All the lines below need to be output exactly, apart from any images.

**Referring expression pointing data:**
-.-.-

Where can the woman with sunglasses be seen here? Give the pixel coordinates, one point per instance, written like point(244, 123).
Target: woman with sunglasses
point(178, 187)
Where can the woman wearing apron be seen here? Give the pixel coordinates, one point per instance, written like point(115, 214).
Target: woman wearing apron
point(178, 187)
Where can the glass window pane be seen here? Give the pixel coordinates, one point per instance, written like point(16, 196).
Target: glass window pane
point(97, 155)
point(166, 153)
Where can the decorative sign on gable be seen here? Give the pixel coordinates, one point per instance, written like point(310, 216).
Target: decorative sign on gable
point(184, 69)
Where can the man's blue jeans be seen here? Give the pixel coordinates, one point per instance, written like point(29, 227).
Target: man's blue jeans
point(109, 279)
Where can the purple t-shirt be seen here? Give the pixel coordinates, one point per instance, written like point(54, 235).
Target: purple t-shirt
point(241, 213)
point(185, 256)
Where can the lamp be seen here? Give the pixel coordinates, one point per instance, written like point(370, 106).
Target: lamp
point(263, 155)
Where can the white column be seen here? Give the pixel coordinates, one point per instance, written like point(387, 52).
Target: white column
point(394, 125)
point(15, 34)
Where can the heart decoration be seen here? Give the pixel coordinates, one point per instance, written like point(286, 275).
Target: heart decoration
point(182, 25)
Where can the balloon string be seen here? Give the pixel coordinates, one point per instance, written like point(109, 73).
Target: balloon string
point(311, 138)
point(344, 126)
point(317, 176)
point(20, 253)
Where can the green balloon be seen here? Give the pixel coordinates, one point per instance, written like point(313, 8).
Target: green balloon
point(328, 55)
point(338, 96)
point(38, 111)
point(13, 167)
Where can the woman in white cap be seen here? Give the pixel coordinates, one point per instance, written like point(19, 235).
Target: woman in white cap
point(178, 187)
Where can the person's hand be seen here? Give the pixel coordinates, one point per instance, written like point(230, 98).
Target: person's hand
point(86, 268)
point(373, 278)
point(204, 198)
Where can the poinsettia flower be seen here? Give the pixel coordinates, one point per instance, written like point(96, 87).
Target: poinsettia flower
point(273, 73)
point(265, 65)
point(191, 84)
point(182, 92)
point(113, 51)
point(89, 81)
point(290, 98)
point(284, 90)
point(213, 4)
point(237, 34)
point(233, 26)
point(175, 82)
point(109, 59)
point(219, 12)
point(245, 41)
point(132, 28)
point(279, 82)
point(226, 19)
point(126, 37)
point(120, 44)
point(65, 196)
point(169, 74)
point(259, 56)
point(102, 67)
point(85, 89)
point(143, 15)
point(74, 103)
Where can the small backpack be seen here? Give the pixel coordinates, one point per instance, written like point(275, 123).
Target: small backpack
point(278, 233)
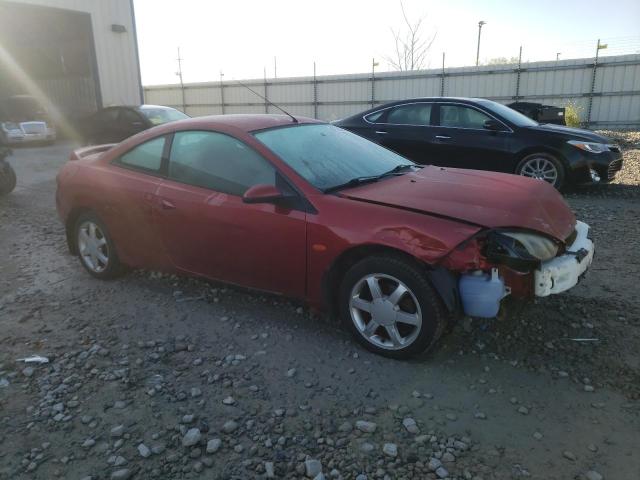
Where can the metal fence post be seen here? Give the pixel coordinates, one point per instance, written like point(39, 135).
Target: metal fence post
point(222, 92)
point(518, 75)
point(442, 78)
point(266, 104)
point(373, 82)
point(315, 92)
point(593, 82)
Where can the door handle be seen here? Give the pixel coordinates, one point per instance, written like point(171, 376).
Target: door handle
point(167, 205)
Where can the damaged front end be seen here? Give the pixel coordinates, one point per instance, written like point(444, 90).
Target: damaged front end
point(495, 263)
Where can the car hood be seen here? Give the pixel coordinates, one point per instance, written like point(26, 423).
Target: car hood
point(571, 133)
point(486, 199)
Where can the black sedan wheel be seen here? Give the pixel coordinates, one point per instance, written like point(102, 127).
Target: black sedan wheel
point(542, 166)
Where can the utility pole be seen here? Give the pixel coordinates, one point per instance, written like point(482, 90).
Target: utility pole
point(374, 64)
point(599, 46)
point(480, 24)
point(221, 92)
point(442, 78)
point(179, 73)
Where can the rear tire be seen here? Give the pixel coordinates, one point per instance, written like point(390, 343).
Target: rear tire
point(7, 178)
point(96, 250)
point(543, 166)
point(400, 317)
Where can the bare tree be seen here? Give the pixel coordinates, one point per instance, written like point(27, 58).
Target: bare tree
point(411, 46)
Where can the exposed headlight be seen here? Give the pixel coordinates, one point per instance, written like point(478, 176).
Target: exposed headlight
point(537, 246)
point(590, 147)
point(9, 126)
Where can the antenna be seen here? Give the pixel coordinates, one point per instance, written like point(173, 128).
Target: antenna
point(294, 119)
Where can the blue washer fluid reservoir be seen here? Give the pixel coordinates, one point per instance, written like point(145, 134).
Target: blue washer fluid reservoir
point(481, 293)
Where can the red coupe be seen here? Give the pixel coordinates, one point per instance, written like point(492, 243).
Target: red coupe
point(308, 210)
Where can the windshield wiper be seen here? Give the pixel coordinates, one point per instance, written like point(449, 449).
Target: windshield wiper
point(371, 178)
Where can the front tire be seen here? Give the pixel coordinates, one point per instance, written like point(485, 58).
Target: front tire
point(7, 179)
point(543, 166)
point(390, 307)
point(96, 249)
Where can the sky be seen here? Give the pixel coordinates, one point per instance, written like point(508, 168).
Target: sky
point(241, 37)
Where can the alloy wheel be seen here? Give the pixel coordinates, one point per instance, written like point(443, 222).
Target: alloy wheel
point(385, 311)
point(93, 246)
point(540, 168)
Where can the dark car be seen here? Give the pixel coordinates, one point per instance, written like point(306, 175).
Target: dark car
point(485, 135)
point(308, 210)
point(114, 124)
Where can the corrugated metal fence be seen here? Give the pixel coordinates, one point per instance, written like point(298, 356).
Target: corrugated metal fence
point(606, 93)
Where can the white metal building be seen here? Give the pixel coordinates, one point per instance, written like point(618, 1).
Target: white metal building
point(81, 54)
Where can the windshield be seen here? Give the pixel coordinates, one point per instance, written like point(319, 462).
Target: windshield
point(158, 116)
point(509, 114)
point(327, 156)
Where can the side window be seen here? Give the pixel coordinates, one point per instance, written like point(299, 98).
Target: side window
point(108, 116)
point(147, 156)
point(129, 117)
point(462, 117)
point(413, 114)
point(374, 117)
point(218, 162)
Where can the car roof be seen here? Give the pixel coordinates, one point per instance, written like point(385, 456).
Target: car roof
point(244, 122)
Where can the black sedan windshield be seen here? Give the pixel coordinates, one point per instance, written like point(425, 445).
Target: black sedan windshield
point(158, 116)
point(328, 156)
point(509, 114)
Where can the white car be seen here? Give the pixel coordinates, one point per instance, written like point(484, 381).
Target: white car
point(28, 132)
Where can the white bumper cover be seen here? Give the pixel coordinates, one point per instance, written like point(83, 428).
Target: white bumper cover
point(563, 272)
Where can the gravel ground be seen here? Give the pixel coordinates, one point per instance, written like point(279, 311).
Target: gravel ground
point(152, 376)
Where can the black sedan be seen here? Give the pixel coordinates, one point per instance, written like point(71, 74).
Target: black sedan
point(485, 135)
point(114, 124)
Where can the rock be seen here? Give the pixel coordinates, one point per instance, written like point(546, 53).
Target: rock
point(230, 426)
point(312, 467)
point(593, 475)
point(442, 472)
point(122, 474)
point(192, 437)
point(144, 451)
point(269, 470)
point(366, 447)
point(410, 425)
point(213, 445)
point(390, 449)
point(448, 457)
point(365, 426)
point(88, 443)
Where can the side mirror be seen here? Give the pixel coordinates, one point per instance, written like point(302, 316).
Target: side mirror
point(492, 125)
point(263, 193)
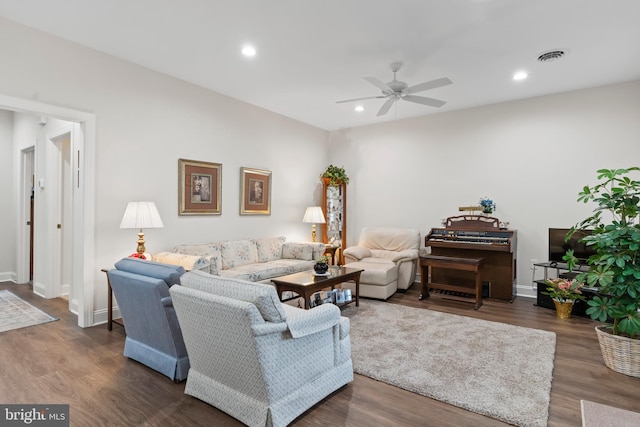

-.-.-

**Final answer:**
Where can the woman with sunglasses be seen here? Give the pixel coordinates, one point per instance, written like point(244, 123).
Target: woman with sunglasses
point(178, 187)
Where can the woman wearing apron be seen here? Give the pixel coordinates, one point per instance, written like point(115, 214).
Target: woman wearing apron
point(178, 187)
Where can the glass window pane be seen here? Give the pixel coordinates, one point per instance, written like point(16, 196).
Target: glass window pane
point(97, 155)
point(166, 153)
Where can the decorative sign on gable be seen here? Give the pixel coordinates, one point per instance, written like point(310, 216).
Target: decorative sign on gable
point(184, 69)
Where can the man's blue jeans be seen here? Give the pixel coordinates, one point per instance, written like point(29, 227).
Target: man's blue jeans
point(109, 279)
Where can the purple t-shirt be seen here? Give the pixel coordinates, one point per instance, written like point(54, 235).
Target: purple t-shirt
point(241, 213)
point(185, 256)
Where can the lamp be seen here? Give the pixel coordinates, one point per instance, written like point(370, 106).
Target: lamp
point(263, 155)
Where can the white column be seen here? Give the pixel coordinates, one point per instance, written like point(387, 52).
Target: white column
point(394, 125)
point(15, 34)
Where can the heart decoration be seen here? Give the pixel coordinates, one point per instance, written like point(286, 275).
Target: heart decoration
point(182, 25)
Where can the balloon string be seen here? Give the pixel coordinates, one point per instance, written like point(109, 73).
Target: balloon string
point(311, 138)
point(344, 126)
point(317, 176)
point(20, 253)
Where can the green balloon be seen here? Give the pixel coordinates, one point per instance, written like point(313, 8).
Target: green balloon
point(328, 55)
point(338, 96)
point(38, 111)
point(13, 167)
Where can the woman in white cap be seen here? Give the pixel coordinates, one point per instance, written like point(19, 235).
Target: woman in white cap
point(178, 187)
Where can the person's hand be seen here? Give the pixel coordinates, one point per instance, written like point(230, 98).
Target: person's hand
point(86, 268)
point(373, 278)
point(204, 198)
Where can the poinsettia flower be seen here? Give the pixel coordinates, one point per instance, written like point(96, 87).
Target: poinsettia flower
point(273, 73)
point(265, 65)
point(191, 84)
point(182, 92)
point(113, 51)
point(89, 81)
point(290, 98)
point(284, 90)
point(213, 4)
point(237, 34)
point(233, 26)
point(175, 82)
point(109, 59)
point(219, 12)
point(245, 41)
point(132, 28)
point(279, 82)
point(226, 19)
point(126, 37)
point(120, 44)
point(65, 196)
point(169, 74)
point(259, 56)
point(102, 67)
point(85, 89)
point(143, 15)
point(74, 103)
Where can the small backpack be seen here? Give the pixel coordinates, one point per instance, written like point(275, 123).
Target: small backpack
point(278, 233)
Where can the metal fence post be seen here? Give the pixel coordinates, one point per instance, written like point(39, 135).
Target: metal fence post
point(222, 92)
point(518, 75)
point(442, 78)
point(266, 104)
point(373, 82)
point(315, 92)
point(593, 82)
Where can the door handle be seen here? Give the pixel coordinates, one point per instance, written like point(171, 376).
Target: door handle
point(167, 205)
Where can the damaged front end be seen here? Give the pixel coordinates, one point per instance, written like point(444, 90).
Target: damaged front end
point(495, 263)
Where can the car hood be seen here? Give the pixel coordinates, one point per instance, written like point(26, 423).
Target: car hood
point(571, 133)
point(486, 199)
Where can the black sedan wheel be seen here? Give the pixel coordinates, one point per instance, written like point(102, 127).
Target: black sedan wheel
point(542, 166)
Where can the utility pole be seen here? Give the pixel coordinates, one point per instance, written like point(482, 90).
Target: utility pole
point(374, 64)
point(599, 46)
point(480, 24)
point(221, 92)
point(442, 78)
point(179, 73)
Where can the rear tire be seen here? Give the pixel coordinates, one point per instance, written like point(390, 343).
Target: rear tire
point(7, 178)
point(96, 250)
point(543, 166)
point(400, 317)
Where can the bare tree be seen here? Give the pixel coordinates, one point per instance, written like point(27, 58).
Target: bare tree
point(411, 46)
Where can the exposed headlight be seen here? Give the pixel coordinates, one point per instance, written like point(478, 176).
Target: exposed headlight
point(537, 246)
point(590, 147)
point(9, 126)
Where can the antenna be seen here? Give the pixel coordinates, one point per instance, written like point(173, 128).
Target: antenna
point(294, 119)
Where can the blue washer fluid reservoir be seen here? Give the pixel coordinates, one point per instance, written like point(145, 134).
Target: blue washer fluid reservoir
point(481, 293)
Where can the red coupe be seen here? Give the pixel coordinates, one point per instance, written like point(492, 243).
Target: red coupe
point(308, 210)
Where can the windshield wiper be seen here? Give the pixel coordinates, one point per instance, written like point(449, 449).
Target: windshield wiper
point(371, 178)
Where can the front tire be seen here? Give the pixel coordinates, one point per instance, written like point(485, 58).
Target: front tire
point(7, 179)
point(543, 166)
point(390, 307)
point(96, 249)
Where can the sky be seen here? Give the pixel coordinates, one point per instance, written like point(508, 168).
Target: sky
point(241, 37)
Where can the alloy wheel be seen here? Give the pixel coordinates, one point per instance, written like point(443, 222).
Target: alloy wheel
point(385, 311)
point(93, 246)
point(540, 168)
Where can the dark car be seen here? Give the pixel coordinates, one point per instance, written like point(306, 175).
Target: dark car
point(485, 135)
point(308, 210)
point(114, 124)
Where can the corrugated metal fence be seen here? Give the pixel coordinates, one point per instance, written like point(298, 356).
Target: corrugated metal fence
point(606, 93)
Where can the white metal building be seen here? Give the pixel coordinates, one point per instance, written like point(618, 1).
Target: white metal building
point(81, 54)
Where can the windshield be seen here? Give the pixel coordinates, one point per instance, written like point(319, 462).
Target: windshield
point(158, 116)
point(509, 114)
point(327, 156)
Where can the side window be seen here? Give the pixel coordinates, one point per instance, written like point(299, 98).
Target: side window
point(108, 116)
point(147, 156)
point(129, 117)
point(462, 117)
point(413, 114)
point(374, 117)
point(218, 162)
Where can the car roof be seen here? Give the pixel coordinates, one point per instance, written like point(385, 456).
Target: car roof
point(244, 122)
Where can the black sedan windshield be seen here? Give the pixel coordinates, one point per instance, written like point(425, 445).
Target: black sedan windshield
point(158, 116)
point(328, 156)
point(509, 114)
Where can the white car be seen here? Give the pixel coordinates, one point per instance, written like point(484, 381).
Target: white car
point(28, 132)
Where can the white bumper cover be seen here? Give the pixel coordinates, one point per instance, written like point(83, 428).
Target: white bumper cover
point(563, 272)
Where can the gravel ground be seen here? Give the pixel coordinates, one point per instance, written like point(279, 311).
Target: gravel ground
point(152, 376)
Where can the black sedan be seen here? Give the pixel coordinates, one point per instance, written like point(71, 74).
Target: black sedan
point(485, 135)
point(114, 124)
Where can the rock be seen here? Give the pixel coordinates, one point per instance, written like point(546, 53).
Target: rock
point(230, 426)
point(312, 467)
point(593, 475)
point(442, 472)
point(122, 474)
point(192, 437)
point(144, 451)
point(269, 470)
point(366, 447)
point(410, 425)
point(213, 445)
point(390, 449)
point(448, 457)
point(365, 426)
point(88, 443)
Where can the side mirror be seen here? Give the pixel coordinates, one point per instance, written like point(302, 316).
Target: side mirror
point(492, 125)
point(263, 193)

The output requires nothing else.